#### [Exercise instructions]
An identical copy of all records below is to be written out.

(Collection entries)
---+---

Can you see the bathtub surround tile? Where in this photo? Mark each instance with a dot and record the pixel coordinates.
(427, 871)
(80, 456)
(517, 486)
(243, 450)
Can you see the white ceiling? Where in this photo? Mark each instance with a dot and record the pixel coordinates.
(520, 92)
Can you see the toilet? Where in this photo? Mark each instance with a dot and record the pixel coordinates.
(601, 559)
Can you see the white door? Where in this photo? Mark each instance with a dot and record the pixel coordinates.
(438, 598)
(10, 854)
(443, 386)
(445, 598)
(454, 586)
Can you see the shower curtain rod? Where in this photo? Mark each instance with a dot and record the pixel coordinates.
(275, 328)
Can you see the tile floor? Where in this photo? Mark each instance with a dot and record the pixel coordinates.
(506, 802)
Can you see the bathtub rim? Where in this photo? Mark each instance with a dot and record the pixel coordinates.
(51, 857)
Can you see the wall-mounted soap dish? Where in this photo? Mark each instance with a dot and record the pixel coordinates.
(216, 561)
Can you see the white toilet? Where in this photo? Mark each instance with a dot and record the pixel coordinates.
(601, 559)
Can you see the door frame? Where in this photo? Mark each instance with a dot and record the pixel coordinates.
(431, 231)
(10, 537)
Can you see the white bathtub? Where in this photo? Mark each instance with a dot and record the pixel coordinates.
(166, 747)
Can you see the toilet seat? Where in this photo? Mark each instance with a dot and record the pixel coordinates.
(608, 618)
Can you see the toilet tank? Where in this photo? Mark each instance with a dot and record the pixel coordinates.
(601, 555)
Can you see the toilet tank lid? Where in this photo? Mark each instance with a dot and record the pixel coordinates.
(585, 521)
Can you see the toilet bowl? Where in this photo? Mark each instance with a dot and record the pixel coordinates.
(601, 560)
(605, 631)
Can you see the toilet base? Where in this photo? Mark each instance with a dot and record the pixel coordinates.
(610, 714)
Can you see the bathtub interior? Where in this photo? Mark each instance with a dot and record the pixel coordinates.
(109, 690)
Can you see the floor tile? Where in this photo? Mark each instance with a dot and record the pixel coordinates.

---+---

#### [Task solution]
Can you see the bathtub surround tile? Where in this photo? Mark each instance with a dot and record the pixel coordinates.
(427, 871)
(80, 456)
(517, 486)
(243, 450)
Can you see the white ceiling? Where in this photo? Mark each instance with a dot and record the pixel coordinates.
(520, 92)
Can you see the toilet? Where in this photo? Mark each instance with a dot and record the pixel coordinates.
(601, 559)
Can you see the white door? Where in this photo? Mark each instance with a dot and record the pixel coordinates.
(438, 598)
(10, 854)
(443, 386)
(445, 598)
(454, 586)
Can you see the shower curtain rod? Where in this photo? Mark each instance with a dot and record the pixel coordinates.
(275, 328)
Can you see the tile floor? Where in this photo? Mark each instance with a dot and record the pixel coordinates.
(506, 802)
Can you see the bathtub rim? Where in this photo? Mark each instance with a dot and record the pixel coordinates.
(51, 857)
Can you see the wall-mounted soap dish? Where in this photo? Mark each instance with a dot and record the pixel coordinates.
(216, 561)
Can you see the white toilet? Where in this photo? Mark each instance with a dot and record the pixel coordinates.
(601, 559)
Can you see the door frame? Where in this photo? Mark each instance with a dot and record the pixel coordinates.
(431, 231)
(10, 537)
Can you see the white bathtub? Where in this photo? Mark each instance with a dot and record the pixel coordinates.
(166, 747)
Can you see the toilet seat? Where in this photo? Mark each instance with a dot and record the pixel coordinates.
(608, 618)
Can you see the toilet tank? Where in this photo? Mark each instance with a dot and record the pixel coordinates.
(601, 555)
Can you see the toilet tank lid? Where in this photo? Mark each instance with a dot and record the pixel coordinates.
(585, 521)
Can you see the toilet bowl? Where in this photo? Mark each instance with a dot and record the pixel coordinates.
(601, 560)
(605, 631)
Can you see the toilet base? Where in this photo? Mark each instance with a dot and record the pixel coordinates.
(610, 714)
Can you see the bathtub interior? Where in this photo? Mark each instance with a dot and record the pixel coordinates.
(109, 690)
Can you see the floor tile? Where in this photo? Mark each instance with a dot and record the pixel coordinates.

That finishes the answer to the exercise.